(EXCERPT PROVIDED Opens)

In Jaye Wells’s “The Werewife,” a couple finds their marriage strained after a visit to a carnival. It was an interesting examination of how the supernatural can show the cracks in a relationship, but I found the wife rather unsympathetic. That likely was the intent but I think a more nuanced portrayal would have given the husband’s choice at the end more impact.

“The Cold Girl” by Rachel Caine is my favorite story of the anthology. It’s about a teenaged girl who discovers her boyfriend has been up to no good (and not the usual “he’s cheating” no good either), what happens when he finds out she knows his secret, and how she retaliates. It’s a very well put together story, and I loved the Cold Girl and the way she shows mercy at the end.

In Allison Pang’s “A Duet with Darkness,” we return to the world of Pang’s Abby Sinclair series. I admit I wasn’t a fan of the first book, so I didn’t expect much. Because the story is a very straightforward presentation of what happens to the prideful, I found it mediocre overall. Might be worth a look for people who love music and bands, though.

(EXCERPT PROVIDED Closes)

TASKS TO COMPLETE:
a – In the review, swap "mediocre" for "forgettable" and give the text between "In Allison Pang’s" and "and bands, though.", inclusive.
b – List every story title that appears in quotation marks in the review.

(DATA EXTRACTS Opens)

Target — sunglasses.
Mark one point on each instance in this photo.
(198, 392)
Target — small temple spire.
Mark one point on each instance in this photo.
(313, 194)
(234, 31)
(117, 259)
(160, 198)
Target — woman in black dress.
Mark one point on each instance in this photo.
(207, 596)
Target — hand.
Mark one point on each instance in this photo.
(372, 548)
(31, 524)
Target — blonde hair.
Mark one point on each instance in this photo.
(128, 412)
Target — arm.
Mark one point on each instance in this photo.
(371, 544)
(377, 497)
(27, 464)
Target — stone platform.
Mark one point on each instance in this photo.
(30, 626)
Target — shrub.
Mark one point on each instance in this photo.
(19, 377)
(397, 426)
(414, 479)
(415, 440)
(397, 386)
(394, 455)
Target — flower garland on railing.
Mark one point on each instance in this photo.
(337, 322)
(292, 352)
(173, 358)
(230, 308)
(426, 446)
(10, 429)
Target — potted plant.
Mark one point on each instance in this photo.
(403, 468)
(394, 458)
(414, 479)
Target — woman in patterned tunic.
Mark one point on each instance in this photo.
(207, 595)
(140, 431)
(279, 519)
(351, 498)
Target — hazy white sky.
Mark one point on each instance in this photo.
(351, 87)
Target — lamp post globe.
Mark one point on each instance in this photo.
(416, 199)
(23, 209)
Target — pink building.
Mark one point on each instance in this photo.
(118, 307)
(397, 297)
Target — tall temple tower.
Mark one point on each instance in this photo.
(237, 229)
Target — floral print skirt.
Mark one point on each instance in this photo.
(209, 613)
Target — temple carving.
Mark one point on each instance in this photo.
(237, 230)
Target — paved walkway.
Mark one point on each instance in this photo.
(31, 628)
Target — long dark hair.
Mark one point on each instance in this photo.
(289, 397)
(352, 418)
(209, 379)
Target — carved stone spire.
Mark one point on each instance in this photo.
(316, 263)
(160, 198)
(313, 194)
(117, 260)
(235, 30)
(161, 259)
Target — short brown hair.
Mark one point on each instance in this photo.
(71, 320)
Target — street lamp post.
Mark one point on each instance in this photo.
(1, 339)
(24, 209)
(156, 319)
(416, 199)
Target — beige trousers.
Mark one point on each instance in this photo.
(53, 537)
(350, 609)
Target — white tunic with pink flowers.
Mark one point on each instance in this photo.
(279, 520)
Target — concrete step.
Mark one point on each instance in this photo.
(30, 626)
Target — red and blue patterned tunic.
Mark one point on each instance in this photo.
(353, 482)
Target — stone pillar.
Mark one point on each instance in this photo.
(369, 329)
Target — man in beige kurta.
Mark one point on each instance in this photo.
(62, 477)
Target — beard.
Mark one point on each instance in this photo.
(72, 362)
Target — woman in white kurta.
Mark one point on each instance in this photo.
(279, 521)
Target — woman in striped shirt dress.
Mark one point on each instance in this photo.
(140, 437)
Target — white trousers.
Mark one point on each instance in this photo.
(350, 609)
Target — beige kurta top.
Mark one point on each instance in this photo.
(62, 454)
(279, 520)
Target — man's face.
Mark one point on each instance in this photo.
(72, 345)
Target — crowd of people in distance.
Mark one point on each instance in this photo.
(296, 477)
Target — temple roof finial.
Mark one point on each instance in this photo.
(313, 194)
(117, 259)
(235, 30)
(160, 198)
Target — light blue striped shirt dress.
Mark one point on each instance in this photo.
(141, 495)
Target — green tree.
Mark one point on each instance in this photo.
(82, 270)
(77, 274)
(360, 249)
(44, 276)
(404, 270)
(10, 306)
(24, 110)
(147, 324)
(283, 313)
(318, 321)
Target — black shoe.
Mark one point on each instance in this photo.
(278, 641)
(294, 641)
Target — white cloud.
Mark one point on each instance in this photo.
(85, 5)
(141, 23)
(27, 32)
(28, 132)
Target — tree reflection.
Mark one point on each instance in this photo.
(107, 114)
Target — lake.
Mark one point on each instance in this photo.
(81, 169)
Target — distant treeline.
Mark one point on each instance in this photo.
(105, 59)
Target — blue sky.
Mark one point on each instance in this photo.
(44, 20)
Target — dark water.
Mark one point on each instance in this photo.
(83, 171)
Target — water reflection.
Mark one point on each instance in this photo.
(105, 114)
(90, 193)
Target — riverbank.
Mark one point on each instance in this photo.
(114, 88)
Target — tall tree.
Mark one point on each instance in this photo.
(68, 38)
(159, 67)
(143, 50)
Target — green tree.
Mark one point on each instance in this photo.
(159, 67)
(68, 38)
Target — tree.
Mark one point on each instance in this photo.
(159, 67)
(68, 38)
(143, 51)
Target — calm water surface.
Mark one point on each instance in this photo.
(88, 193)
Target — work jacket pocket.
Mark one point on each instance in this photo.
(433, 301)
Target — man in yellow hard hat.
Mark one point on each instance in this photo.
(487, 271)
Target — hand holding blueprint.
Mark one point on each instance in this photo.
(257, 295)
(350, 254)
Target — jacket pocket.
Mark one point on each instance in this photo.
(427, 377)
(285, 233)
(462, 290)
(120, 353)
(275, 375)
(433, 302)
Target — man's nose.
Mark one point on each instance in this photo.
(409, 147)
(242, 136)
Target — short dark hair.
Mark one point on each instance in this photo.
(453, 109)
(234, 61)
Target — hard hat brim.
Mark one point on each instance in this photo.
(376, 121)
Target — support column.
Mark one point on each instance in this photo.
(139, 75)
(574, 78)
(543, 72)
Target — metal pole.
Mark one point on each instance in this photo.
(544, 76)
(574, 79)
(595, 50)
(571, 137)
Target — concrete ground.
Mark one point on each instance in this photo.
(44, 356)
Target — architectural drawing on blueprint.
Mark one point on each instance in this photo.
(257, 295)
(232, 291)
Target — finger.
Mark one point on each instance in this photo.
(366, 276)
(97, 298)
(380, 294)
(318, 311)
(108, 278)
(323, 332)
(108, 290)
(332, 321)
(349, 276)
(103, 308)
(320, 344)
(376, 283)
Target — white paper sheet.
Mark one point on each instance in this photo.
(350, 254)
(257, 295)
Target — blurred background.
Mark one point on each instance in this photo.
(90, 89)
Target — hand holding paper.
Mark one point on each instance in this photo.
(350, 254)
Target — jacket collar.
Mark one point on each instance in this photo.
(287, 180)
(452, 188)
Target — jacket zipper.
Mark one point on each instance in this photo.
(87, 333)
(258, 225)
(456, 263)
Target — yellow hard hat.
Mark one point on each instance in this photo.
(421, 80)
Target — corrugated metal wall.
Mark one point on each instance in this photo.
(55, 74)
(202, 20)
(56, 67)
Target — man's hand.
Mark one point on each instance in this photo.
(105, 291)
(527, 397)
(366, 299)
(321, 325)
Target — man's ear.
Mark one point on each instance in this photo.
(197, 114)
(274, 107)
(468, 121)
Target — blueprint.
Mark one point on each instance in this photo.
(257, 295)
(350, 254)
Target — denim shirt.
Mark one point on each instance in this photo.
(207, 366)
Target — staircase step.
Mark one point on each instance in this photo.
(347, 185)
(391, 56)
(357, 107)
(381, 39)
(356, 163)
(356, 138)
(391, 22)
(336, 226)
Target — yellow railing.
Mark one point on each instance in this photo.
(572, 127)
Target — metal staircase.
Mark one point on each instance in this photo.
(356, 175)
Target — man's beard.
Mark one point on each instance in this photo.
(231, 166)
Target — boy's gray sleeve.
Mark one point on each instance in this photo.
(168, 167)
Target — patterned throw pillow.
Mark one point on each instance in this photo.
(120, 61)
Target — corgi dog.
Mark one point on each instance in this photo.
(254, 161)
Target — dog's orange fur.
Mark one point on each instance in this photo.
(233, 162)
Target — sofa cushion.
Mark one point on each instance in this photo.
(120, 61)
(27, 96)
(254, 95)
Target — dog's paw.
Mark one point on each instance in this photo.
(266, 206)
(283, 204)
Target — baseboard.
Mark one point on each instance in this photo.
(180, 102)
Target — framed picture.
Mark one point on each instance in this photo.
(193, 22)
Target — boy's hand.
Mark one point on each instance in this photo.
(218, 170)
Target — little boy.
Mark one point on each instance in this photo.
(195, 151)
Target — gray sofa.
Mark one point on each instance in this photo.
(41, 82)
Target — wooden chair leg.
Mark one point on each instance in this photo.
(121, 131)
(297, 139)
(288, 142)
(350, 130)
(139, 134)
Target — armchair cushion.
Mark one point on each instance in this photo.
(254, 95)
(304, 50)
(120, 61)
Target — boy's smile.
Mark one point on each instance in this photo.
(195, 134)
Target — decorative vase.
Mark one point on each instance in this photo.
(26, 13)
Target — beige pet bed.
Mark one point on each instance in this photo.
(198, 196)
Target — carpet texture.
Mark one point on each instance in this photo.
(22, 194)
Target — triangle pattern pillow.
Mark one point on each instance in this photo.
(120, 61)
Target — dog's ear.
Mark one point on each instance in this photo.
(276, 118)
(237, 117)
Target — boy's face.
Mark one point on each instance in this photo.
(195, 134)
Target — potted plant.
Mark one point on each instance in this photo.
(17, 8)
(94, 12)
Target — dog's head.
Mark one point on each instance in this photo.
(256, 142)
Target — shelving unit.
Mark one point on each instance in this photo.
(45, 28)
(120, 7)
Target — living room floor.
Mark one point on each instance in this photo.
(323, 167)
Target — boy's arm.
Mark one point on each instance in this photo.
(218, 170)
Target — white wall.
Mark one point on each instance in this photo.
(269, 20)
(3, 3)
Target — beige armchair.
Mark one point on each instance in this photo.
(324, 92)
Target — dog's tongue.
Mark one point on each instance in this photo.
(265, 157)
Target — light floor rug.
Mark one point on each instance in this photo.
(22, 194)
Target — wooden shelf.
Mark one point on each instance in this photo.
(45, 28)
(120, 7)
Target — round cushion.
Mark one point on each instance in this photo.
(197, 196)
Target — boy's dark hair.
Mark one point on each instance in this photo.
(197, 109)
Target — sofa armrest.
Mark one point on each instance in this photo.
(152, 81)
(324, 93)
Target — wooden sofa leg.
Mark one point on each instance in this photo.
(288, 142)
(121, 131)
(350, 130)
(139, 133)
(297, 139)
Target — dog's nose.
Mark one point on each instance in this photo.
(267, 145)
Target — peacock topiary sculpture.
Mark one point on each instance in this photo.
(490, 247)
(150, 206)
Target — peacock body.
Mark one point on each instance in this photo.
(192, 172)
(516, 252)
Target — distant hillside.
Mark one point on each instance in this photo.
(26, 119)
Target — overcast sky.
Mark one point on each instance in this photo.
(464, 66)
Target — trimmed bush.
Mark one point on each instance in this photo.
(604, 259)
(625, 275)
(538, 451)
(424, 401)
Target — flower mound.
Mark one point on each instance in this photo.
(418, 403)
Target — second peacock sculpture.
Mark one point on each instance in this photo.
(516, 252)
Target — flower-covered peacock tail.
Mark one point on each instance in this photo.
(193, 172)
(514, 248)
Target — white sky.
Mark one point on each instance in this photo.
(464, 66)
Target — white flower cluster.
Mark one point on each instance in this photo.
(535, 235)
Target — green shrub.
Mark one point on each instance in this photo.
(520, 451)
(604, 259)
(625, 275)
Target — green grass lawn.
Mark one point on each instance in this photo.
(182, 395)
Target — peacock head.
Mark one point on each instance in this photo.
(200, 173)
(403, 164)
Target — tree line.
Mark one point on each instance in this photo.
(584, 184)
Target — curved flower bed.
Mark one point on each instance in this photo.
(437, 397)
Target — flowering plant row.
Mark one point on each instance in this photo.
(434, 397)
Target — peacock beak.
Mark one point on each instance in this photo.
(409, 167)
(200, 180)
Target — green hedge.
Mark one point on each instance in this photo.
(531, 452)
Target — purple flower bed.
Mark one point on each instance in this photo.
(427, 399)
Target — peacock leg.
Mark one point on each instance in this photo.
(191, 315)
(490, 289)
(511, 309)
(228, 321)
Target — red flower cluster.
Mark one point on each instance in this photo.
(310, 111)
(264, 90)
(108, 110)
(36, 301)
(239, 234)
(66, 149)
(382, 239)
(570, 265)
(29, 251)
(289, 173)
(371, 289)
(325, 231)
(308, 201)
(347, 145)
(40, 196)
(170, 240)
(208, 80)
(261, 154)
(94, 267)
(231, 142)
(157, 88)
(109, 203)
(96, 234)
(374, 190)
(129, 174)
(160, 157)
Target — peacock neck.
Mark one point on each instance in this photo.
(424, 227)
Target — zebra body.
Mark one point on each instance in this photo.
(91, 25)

(DATA EXTRACTS Closes)

ANSWERS TO EACH TASK:
a –
In Allison Pang’s “A Duet with Darkness,” we return to the world of Pang’s Abby Sinclair series. I admit I wasn’t a fan of the first book, so I didn’t expect much. Because the story is a very straightforward presentation of what happens to the prideful, I found it forgettable overall. Might be worth a look for people who love music and bands, though.

b –
- "The Werewife"
- "The Cold Girl"
- "A Duet with Darkness"